++++ Supplied data

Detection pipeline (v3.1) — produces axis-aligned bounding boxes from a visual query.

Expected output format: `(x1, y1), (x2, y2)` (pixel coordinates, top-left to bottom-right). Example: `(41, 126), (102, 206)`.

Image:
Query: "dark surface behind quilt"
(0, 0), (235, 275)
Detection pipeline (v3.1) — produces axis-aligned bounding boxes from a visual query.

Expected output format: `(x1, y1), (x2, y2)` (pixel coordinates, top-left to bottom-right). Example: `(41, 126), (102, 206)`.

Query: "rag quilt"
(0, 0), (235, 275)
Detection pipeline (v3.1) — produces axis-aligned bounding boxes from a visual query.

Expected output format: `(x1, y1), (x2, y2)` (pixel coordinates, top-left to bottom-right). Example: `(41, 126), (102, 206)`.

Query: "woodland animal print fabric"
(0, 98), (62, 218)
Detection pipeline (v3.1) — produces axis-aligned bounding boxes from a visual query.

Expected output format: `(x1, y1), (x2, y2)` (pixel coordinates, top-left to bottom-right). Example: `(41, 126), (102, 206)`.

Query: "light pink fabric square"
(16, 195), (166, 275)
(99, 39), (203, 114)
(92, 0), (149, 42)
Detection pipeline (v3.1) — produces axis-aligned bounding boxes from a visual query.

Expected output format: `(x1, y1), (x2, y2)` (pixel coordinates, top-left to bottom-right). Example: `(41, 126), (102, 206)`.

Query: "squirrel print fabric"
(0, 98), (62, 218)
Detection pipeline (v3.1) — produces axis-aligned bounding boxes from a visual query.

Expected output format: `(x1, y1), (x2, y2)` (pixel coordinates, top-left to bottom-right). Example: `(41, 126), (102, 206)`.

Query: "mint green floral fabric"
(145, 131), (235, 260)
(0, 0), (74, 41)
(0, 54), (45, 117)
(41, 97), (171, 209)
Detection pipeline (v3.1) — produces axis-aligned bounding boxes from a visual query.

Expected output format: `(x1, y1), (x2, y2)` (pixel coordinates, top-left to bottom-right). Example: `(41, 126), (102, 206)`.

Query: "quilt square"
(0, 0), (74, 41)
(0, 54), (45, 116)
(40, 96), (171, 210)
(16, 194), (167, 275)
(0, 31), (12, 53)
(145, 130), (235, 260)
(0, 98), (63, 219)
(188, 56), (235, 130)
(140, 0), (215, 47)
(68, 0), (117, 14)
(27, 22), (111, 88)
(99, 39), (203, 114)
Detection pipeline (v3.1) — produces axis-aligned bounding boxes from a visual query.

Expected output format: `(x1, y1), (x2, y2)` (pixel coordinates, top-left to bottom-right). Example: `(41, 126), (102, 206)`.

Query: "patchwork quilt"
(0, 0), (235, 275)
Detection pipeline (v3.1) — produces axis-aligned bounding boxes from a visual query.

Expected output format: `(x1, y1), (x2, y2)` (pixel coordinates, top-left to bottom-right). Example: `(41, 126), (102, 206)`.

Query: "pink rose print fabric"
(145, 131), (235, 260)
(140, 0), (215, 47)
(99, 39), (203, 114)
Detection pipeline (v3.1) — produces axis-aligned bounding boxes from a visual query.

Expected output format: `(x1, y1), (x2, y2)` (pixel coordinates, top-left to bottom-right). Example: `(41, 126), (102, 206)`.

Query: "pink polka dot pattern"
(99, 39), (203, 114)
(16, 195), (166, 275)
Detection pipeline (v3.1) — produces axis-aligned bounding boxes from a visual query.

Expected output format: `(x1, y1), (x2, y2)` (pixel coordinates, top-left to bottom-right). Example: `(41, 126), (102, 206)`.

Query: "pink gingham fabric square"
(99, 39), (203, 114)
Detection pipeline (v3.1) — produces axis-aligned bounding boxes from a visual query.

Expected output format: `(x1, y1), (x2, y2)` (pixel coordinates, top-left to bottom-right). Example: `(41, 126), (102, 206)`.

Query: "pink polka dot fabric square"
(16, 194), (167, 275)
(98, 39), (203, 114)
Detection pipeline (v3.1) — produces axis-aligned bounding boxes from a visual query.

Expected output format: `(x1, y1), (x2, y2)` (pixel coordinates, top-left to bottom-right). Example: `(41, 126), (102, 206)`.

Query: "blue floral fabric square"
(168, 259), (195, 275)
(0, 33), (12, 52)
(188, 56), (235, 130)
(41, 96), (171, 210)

++++++++

How many lines in the entries above contain the string "quilt"? Give only the number.

4